> **WORK TO COMPLETE**:
Rewrite every line of the rows below, requests included, and shift each point coordinate in the answers up by 135. Leave the numbers in the requests and in any format samples unchanged.

[Collected data entries]
####################
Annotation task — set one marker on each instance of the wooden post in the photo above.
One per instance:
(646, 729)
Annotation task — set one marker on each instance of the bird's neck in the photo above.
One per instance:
####################
> **SOLUTION**:
Annotation task — set one marker on each instance of the wooden post in the photo above.
One per instance:
(781, 864)
Annotation task — set one marker on each instance of the bird's neck in the photo above.
One per instance:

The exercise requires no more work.